▶ [REQUEST]
Update the lines running from the line that contains "Could you point to the grey" through the final line, changing "windmill cap" to "windmill top" and leaving all else unchanged.

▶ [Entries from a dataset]
<<<<
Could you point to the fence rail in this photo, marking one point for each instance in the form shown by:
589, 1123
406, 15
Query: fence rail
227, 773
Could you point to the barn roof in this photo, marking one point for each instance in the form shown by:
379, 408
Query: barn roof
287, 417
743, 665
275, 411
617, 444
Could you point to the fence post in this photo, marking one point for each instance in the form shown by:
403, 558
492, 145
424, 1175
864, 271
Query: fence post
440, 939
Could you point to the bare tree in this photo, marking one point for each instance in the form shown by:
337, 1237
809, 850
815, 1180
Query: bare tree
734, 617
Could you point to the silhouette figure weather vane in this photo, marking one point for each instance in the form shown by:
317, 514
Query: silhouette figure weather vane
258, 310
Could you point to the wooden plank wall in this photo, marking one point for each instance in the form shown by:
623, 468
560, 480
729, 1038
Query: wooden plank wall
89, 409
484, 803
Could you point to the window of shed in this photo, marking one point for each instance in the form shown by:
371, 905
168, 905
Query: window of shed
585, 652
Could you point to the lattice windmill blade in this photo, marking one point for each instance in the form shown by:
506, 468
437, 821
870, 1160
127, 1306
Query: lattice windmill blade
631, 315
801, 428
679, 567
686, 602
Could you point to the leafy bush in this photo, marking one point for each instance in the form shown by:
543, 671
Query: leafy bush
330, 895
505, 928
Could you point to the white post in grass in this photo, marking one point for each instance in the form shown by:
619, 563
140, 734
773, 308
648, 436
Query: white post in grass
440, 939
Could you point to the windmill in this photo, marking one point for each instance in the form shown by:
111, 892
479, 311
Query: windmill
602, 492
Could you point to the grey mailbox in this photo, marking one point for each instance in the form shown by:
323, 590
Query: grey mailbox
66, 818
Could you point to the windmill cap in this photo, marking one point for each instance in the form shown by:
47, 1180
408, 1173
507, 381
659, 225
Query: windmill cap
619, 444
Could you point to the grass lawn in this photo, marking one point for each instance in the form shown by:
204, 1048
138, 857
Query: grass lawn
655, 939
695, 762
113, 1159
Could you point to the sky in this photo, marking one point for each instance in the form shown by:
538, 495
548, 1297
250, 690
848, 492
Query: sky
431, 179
>>>>
▶ [TASK RESULT]
Could you point to the grey mailbox in this photo, marking one point for each instance in the form shown by:
323, 590
Query: grey mailbox
66, 818
Could you point to the windmill top in this photo, marking one point for each instance in the form shown by:
47, 1180
408, 1173
507, 381
659, 225
Query: windmill top
619, 444
Could you point to the grass lawn in this photo, marking one point for each instance in the form shown by:
204, 1048
138, 857
Query: grass lawn
655, 939
695, 762
113, 1159
Could you point to the sky in this photo, marking one point for each instance in the form shown by:
538, 495
548, 1297
250, 690
848, 492
Query: sky
431, 179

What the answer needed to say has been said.